Quoted passage =
·····
Senate Republicans endorsed Burgum’s nomination, saying he was committed to reversing the work of his predecessor, former Interior Secretary Deb Haaland, to restrict energy resources. Haaland worked to block oil and gas leasing in development in Alaska.

“Governor Burgum knows that America’s natural resources are our greatest national asset,” Senate Majority Leader John Thune said Wednesday on the Senate floor prior to Burgum’s confirmation vote. “Too often, under the Biden administration, the Interior Department was the tip of the spear in restricting development of America’s resources.”

Burgum promised to prioritize energy abundance during his leadership over the Interior Department.

“The American people clearly placed their confidence in President Trump to achieve Energy Dominance,” Burgum wrote in his opening remarks to the Senate Energy and Natural Resources (ENR) Committee during his confirmation hearing on Jan 16. “Energy Dominance is the foundation of historic American prosperity, affordability for American families, and unrivaled national security.”
·····
Given data =
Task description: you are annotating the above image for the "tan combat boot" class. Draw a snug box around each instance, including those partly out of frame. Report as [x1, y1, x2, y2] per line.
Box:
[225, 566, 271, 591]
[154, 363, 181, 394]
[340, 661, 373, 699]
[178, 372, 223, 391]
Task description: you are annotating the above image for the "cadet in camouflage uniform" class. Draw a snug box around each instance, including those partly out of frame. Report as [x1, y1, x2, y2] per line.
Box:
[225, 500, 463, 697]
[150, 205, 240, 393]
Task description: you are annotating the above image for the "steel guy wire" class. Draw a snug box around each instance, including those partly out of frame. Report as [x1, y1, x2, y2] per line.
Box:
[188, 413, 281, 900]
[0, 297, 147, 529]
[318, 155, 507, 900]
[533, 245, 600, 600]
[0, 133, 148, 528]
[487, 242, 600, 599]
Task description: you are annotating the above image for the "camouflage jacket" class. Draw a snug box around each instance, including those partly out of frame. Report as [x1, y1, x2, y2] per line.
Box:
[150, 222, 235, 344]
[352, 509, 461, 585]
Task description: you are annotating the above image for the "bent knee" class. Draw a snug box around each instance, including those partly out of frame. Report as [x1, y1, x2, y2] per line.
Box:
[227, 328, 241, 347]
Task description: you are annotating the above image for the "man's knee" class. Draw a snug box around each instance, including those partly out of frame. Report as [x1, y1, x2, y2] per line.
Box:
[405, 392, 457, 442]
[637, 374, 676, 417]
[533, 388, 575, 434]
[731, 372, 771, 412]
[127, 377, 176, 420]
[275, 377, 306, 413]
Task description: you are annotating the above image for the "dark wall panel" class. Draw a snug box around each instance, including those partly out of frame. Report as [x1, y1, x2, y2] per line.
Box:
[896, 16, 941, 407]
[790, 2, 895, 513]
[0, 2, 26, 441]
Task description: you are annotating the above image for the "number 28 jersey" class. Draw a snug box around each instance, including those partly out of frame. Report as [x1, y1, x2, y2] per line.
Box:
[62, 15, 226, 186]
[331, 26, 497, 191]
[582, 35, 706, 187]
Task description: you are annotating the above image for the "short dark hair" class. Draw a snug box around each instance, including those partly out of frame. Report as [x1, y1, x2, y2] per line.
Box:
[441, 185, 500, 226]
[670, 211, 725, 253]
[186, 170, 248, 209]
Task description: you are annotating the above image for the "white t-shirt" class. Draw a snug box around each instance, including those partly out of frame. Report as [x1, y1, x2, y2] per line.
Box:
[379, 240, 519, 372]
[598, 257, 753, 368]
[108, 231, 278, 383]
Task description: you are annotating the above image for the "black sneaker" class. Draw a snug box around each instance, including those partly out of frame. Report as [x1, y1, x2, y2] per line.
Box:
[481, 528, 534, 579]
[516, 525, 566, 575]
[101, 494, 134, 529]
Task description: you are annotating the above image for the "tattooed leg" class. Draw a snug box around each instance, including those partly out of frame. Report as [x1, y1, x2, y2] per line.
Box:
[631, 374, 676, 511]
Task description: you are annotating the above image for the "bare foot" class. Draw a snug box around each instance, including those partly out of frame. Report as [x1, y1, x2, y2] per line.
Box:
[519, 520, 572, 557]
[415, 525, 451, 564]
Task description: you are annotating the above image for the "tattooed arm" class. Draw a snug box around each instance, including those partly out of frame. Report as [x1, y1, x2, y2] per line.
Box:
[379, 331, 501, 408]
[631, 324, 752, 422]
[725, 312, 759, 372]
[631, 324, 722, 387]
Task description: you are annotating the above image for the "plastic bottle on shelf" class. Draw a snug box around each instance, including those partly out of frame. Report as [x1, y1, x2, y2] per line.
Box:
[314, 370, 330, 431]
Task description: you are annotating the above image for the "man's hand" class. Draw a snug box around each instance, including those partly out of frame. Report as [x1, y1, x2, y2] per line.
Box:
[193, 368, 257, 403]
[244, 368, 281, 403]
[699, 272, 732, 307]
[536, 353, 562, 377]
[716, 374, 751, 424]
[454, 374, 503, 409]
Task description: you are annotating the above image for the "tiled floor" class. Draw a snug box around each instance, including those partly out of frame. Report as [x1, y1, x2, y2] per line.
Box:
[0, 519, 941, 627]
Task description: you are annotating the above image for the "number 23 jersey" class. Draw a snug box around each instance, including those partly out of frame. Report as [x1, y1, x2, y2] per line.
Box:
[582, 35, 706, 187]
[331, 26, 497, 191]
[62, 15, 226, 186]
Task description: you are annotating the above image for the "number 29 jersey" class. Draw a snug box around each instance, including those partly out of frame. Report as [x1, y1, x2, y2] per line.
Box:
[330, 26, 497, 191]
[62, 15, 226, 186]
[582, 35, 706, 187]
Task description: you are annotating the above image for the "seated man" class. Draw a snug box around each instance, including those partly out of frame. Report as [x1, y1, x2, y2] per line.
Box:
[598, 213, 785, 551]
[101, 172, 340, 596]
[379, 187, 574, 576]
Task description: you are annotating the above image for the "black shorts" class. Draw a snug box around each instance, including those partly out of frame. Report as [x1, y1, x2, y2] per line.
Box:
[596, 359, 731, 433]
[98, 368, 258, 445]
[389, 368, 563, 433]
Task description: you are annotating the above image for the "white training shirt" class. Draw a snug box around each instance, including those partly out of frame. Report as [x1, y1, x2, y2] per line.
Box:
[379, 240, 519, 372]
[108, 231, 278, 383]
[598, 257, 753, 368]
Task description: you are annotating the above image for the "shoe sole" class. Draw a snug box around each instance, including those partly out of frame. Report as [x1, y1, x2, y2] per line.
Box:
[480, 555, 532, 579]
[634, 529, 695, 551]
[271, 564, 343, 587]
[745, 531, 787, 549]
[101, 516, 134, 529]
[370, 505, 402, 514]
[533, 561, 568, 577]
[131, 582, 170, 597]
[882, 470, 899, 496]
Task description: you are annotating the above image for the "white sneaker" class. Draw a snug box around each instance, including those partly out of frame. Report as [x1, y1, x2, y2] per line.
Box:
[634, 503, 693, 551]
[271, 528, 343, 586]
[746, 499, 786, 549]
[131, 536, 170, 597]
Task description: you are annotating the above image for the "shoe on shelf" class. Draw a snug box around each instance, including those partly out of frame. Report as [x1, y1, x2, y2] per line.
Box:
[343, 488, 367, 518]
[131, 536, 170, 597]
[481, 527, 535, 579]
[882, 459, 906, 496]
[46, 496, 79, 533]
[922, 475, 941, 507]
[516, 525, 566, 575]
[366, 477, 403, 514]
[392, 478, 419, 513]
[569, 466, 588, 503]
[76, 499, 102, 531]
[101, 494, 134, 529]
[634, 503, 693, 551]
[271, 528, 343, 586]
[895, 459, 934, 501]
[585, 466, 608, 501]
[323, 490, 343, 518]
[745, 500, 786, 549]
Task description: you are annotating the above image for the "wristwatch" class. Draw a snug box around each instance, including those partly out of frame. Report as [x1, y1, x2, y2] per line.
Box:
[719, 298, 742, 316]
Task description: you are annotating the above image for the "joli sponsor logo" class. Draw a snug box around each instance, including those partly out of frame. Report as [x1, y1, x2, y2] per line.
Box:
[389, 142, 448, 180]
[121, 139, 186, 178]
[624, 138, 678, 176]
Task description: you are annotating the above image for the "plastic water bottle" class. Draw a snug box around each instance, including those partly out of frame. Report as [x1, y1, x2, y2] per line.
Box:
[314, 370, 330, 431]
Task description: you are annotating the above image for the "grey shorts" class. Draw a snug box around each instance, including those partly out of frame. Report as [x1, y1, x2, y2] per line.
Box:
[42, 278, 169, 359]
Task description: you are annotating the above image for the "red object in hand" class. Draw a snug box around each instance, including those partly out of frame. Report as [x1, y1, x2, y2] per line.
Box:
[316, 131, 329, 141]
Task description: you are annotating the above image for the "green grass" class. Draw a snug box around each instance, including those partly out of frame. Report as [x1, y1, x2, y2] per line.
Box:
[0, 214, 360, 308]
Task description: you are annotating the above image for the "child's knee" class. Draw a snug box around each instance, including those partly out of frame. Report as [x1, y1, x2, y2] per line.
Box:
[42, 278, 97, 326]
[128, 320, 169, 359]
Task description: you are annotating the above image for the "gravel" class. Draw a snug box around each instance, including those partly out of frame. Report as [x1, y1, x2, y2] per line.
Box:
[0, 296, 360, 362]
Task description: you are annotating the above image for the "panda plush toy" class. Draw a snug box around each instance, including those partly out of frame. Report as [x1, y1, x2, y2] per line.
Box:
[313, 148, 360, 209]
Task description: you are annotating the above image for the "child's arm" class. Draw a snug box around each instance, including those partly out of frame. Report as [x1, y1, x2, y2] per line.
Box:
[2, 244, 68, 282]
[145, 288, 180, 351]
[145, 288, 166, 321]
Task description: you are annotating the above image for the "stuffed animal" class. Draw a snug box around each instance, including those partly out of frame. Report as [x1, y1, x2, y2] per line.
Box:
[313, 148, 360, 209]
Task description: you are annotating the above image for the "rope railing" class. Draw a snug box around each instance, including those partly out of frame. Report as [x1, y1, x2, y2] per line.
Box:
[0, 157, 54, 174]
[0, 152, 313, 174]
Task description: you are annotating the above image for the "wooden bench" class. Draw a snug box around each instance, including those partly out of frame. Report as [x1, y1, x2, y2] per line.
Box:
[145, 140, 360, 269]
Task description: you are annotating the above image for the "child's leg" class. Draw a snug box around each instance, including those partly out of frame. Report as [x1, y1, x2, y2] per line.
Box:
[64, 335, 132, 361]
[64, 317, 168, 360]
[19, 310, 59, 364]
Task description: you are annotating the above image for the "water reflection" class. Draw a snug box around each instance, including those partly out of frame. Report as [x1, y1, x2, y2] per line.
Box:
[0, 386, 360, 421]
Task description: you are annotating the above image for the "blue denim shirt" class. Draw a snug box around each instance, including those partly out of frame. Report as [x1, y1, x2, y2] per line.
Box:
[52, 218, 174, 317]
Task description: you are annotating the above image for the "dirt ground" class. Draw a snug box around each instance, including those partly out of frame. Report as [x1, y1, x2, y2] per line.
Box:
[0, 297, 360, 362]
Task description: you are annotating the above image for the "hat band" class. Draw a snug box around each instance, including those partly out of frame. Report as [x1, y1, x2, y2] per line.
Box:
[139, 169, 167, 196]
·····
Instructions for the task = In the passage on Burgum's nomination, what reason did Senate Republicans give for endorsing him?

Answer to the problem = Senate Republicans endorsed Burgum because they said he was committed to reversing the work of his predecessor, former Interior Secretary Deb Haaland, to restrict energy resources. That work included her efforts to block oil and gas leasing in development in Alaska.